EXERCISE OBJECTIVE
Please copy the items from the start up to and including the line with "box: [315, 593, 336, 612]", replacing "exact" with "precise" and leaving everything else unchanged.

RECORDS TO USE
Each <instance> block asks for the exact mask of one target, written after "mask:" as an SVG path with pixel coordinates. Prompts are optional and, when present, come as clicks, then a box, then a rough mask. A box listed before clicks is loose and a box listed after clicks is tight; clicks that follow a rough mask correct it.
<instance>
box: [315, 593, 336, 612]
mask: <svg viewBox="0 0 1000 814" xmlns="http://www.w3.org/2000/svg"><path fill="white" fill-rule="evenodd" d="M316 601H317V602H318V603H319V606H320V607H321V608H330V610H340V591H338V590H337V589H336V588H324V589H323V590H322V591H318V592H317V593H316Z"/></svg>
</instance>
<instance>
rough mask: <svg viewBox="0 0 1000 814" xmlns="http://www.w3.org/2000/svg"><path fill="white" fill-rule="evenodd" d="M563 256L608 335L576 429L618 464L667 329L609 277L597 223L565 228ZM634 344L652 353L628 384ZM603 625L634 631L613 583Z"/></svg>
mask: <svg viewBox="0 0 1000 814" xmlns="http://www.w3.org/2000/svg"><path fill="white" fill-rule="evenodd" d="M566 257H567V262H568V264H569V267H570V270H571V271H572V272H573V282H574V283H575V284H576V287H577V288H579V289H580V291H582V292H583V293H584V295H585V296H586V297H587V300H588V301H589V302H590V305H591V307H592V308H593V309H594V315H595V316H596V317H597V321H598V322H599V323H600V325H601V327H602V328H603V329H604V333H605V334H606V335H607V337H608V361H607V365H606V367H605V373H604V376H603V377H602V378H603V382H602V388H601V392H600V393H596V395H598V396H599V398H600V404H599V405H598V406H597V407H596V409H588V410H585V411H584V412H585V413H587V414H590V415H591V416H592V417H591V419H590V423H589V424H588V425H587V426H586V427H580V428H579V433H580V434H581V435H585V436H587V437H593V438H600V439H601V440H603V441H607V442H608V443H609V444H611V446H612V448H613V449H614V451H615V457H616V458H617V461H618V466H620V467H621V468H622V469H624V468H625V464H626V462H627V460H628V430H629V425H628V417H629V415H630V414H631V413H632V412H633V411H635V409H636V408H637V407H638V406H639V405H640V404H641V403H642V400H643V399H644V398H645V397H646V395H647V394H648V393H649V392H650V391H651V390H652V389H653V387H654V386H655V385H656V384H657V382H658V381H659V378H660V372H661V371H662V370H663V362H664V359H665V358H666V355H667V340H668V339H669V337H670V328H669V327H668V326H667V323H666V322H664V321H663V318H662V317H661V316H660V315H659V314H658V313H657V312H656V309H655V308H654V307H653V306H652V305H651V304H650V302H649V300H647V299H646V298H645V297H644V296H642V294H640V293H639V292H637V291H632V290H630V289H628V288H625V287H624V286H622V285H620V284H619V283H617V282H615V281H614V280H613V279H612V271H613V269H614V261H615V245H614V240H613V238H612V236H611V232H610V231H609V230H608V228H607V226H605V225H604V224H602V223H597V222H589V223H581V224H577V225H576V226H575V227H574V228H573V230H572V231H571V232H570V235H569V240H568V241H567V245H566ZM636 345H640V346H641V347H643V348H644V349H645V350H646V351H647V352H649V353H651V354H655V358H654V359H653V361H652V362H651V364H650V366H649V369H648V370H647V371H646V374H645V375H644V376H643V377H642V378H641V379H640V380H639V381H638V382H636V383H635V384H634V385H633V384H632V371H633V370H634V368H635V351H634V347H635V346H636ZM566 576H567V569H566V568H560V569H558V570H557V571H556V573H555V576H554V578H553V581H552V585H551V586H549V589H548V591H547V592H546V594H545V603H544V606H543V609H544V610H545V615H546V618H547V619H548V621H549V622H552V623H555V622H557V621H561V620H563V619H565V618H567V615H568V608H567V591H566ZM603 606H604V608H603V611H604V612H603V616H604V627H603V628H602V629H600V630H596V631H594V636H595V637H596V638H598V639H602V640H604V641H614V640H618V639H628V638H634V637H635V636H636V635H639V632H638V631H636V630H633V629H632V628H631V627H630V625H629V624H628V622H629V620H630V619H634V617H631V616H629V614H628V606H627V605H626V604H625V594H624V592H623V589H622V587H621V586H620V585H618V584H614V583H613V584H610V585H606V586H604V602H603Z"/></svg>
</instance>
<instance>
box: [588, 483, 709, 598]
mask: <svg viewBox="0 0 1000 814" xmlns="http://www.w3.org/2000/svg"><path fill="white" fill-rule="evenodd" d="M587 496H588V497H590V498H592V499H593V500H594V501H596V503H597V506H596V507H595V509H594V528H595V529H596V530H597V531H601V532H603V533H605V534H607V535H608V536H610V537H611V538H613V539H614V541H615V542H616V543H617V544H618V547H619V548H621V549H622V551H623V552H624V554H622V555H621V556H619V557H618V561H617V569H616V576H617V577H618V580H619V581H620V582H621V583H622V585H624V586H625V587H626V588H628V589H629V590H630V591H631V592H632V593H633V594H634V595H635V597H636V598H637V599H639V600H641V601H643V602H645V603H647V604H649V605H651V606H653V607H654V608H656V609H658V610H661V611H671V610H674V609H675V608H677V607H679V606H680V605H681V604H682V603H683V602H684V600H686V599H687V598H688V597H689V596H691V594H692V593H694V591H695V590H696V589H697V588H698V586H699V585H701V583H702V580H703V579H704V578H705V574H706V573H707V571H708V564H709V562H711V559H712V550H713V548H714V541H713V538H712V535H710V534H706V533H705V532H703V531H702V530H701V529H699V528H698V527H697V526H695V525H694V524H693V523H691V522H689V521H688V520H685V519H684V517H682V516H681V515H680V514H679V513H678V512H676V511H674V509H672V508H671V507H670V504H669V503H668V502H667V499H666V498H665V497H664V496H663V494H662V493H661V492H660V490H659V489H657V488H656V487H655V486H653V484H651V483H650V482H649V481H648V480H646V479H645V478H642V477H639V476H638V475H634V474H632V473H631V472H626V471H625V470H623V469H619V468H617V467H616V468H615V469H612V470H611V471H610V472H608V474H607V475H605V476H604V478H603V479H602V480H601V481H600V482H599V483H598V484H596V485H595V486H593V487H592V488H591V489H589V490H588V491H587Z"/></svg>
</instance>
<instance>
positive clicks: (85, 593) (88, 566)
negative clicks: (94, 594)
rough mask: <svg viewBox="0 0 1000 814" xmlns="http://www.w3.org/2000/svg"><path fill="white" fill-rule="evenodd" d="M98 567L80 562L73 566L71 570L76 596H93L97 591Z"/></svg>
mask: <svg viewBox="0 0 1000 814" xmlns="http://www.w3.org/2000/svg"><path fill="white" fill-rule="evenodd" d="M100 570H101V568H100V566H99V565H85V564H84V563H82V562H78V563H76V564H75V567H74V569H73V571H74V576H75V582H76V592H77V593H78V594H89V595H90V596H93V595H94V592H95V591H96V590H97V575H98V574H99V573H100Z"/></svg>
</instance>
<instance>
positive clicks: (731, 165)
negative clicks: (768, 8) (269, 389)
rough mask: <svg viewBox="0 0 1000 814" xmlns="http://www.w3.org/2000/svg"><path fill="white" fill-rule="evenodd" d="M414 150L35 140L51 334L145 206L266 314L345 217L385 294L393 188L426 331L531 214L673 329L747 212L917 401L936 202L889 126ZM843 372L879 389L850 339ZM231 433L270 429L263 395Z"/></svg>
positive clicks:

RESULT
Each <instance> block asks for the precise mask of one target, written after "mask:" as an SVG path with pixel coordinates. Prompts are optional and, when present, come as clicks, then a box, then a rough mask. A box listed before clicks is loose and a box listed after clicks is tight; clicks that follow a rough mask correct it.
<instance>
box: [315, 593, 336, 612]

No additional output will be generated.